TRAVAIL DEMANDÉ →
A - D'après l'extrait sur les graphes Oreon, quelle est la durée des trous qui apparaissent après la régénération des rrds ?
B - Reprenez l'extrait sur les graphes Oreon à la suite de sa dernière phrase.
━━ EXTRAIT CITÉ
Parce que le bug est plutot génant... surtout quand on a beaucoup de graphs et qu'il se mettent à foirer du jour au lendemain sans qu'aucune action n'est été faite et qu'on est obligé de regénérer une bonne cinquantaine de graphs (j'aime bien la commande rrdtool mais bon...) !
Après avoir regénéré les rrds des graphs en question, je me retrouve avec des "jolies" trous d'une semaine.....
J'ai vraiment de gros doutes sur la fiabilité des vues oreon.....
icedance
2nd October 2007, 14:19
http://forum.oreon-project.org/showthread.php?t=4475&page=4
a partir du post 38
si c'est important
rzd
2nd October 2007, 14:43
je vais essayer de remplacer les fichiers. je vous tiens au courant.
PS : je vois que ma solution posté plus haut à servi dans ces fichiers modifiés ;)
━━━━
━━ ENTRÉES FOURNIES
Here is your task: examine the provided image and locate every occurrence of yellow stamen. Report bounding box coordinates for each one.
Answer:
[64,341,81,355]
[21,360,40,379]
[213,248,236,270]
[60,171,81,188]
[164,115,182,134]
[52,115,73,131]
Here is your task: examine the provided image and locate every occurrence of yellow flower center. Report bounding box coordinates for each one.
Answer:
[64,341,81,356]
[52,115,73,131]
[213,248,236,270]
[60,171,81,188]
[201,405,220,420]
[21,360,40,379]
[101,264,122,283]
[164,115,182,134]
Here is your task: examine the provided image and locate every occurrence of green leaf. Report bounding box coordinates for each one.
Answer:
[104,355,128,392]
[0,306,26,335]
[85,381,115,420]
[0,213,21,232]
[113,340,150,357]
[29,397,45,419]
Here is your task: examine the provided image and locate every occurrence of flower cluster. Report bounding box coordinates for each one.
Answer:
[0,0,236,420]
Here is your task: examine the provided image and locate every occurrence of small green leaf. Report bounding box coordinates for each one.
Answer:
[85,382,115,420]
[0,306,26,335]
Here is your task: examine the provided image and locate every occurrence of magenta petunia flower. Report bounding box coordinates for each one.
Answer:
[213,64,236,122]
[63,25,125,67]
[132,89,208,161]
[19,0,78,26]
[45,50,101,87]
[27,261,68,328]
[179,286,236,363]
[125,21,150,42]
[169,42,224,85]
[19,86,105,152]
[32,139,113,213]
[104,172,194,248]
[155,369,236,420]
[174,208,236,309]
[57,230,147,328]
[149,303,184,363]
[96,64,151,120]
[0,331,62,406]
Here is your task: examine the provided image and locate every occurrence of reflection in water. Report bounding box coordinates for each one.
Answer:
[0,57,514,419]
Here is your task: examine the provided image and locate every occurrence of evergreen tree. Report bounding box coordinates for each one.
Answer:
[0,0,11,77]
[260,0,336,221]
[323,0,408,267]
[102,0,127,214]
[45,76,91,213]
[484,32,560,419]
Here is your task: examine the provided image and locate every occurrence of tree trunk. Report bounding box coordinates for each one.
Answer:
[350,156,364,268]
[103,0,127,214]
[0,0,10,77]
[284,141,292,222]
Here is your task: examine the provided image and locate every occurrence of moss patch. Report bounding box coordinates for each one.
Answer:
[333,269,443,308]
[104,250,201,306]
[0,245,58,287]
━━━━
RÉPONSES PAR TÂCHE →
A - Une semaine.

B -
rzd
2nd October 2007, 16:39
Bon je viens de mettre en place les 2 fichiers.
Pour l'instant je n'ai aucune amélioration :(
Toujours des graphs "troués".
J'ai bien supprimé les graphs posant problème.
Là ça me dépasse !
rzd
3rd October 2007, 12:24
Chose encore plus incroyable : j'ai désactivé TOUS les graphs (meme ceux des services qui fonctionnaient) et là SURPRISE : ca continue de grapher !!!!!!!
J'ai arrété le daemon ODS, j'ai tout vider : la base ODS (sauf la table config), le dossier Oreondatastorage, les données rrd.
Franchement c'est un grand n'importe quoi !